Point localization data:
────────────────────────────────────────

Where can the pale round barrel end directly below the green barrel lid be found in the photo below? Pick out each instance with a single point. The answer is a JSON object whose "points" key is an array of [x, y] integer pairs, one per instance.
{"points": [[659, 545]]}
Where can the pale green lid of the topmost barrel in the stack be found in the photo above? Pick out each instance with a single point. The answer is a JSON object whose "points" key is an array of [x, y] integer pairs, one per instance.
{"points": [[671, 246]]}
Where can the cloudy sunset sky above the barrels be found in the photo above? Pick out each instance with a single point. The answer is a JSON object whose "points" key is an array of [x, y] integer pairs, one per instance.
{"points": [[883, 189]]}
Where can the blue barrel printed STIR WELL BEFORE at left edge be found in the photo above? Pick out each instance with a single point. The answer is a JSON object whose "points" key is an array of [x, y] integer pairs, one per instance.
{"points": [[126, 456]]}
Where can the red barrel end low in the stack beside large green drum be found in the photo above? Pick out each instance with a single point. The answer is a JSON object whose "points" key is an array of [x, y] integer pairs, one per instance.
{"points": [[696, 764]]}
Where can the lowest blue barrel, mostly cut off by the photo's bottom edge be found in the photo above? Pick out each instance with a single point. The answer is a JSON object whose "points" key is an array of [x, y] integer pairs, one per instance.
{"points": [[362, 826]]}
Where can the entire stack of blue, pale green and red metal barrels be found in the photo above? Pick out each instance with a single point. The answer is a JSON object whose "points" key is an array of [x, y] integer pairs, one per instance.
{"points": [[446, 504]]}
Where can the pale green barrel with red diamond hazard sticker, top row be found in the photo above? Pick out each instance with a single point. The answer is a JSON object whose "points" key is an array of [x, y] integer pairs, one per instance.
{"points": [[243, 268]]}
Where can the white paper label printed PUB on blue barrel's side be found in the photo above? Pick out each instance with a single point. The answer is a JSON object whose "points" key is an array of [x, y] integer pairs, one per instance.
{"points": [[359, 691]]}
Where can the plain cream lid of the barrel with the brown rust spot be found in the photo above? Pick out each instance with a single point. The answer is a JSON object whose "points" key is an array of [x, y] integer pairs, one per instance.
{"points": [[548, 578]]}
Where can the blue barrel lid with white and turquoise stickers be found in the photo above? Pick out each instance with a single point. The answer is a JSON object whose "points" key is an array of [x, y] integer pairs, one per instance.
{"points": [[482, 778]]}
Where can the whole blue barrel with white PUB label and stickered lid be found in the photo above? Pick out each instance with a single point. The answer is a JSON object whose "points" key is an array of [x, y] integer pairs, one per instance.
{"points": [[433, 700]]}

────────────────────────────────────────

--- YOUR ASSIGNMENT ---
Copy each line of the data above exactly as it appears.

--- FINISHED EXERCISE ---
Where can the pale round barrel end directly below the green barrel lid be found in the photo below? Pick out each instance with a single point. The answer is a JSON object whose "points" key is an array of [x, y] integer pairs, one per instance.
{"points": [[659, 545]]}
Where can the pale green lid of the topmost barrel in the stack be found in the photo above? Pick out each instance with a single point. The answer is a JSON object whose "points" key is an array of [x, y] integer pairs, one per instance.
{"points": [[671, 246]]}
Where can the cloudy sunset sky above the barrels be found in the photo above? Pick out each instance with a single point. The answer is a JSON object whose "points" key is an array of [x, y] integer pairs, one per instance.
{"points": [[883, 189]]}
Where can the blue barrel printed STIR WELL BEFORE at left edge be found in the photo above? Pick out each instance with a single point. The answer is a JSON object whose "points" key is an array of [x, y] integer pairs, one per instance.
{"points": [[126, 456]]}
Where can the red barrel end low in the stack beside large green drum be found in the photo above? Pick out each instance with a single point. The answer is a JSON object whose "points" key is an array of [x, y] integer pairs, one per instance.
{"points": [[696, 764]]}
Where can the lowest blue barrel, mostly cut off by the photo's bottom edge be found in the photo above? Pick out each instance with a single point. The answer is a JSON object whose "points" key is an array of [x, y] integer pairs, one per instance.
{"points": [[362, 826]]}
Where can the entire stack of blue, pale green and red metal barrels be found in the photo above? Pick out each instance with a single point. The answer is a JSON object whose "points" key is an array of [x, y] integer pairs, one per instance.
{"points": [[446, 504]]}
Where can the pale green barrel with red diamond hazard sticker, top row be found in the photo above? Pick out each instance with a single point. The answer is a JSON object whose "points" key is an array of [x, y] integer pairs, one per instance.
{"points": [[243, 268]]}
Where can the white paper label printed PUB on blue barrel's side be found in the photo above? Pick out each instance with a single point. The answer is a JSON object whose "points" key is an array of [x, y] integer pairs, one per instance.
{"points": [[359, 691]]}
Where can the plain cream lid of the barrel with the brown rust spot be found in the photo above? Pick out each instance with a single point. The answer is a JSON object whose "points" key is an array of [x, y] integer pairs, one per instance.
{"points": [[548, 578]]}
Where can the blue barrel lid with white and turquoise stickers be found in the photo above? Pick out each instance with a single point. The answer is a JSON object whose "points" key is an array of [x, y] integer pairs, one per instance.
{"points": [[482, 778]]}
Where can the whole blue barrel with white PUB label and stickered lid be found in the photo above? Pick out each instance with a single point. The answer is a JSON object whose "points" key is an array of [x, y] integer pairs, one per instance.
{"points": [[433, 700]]}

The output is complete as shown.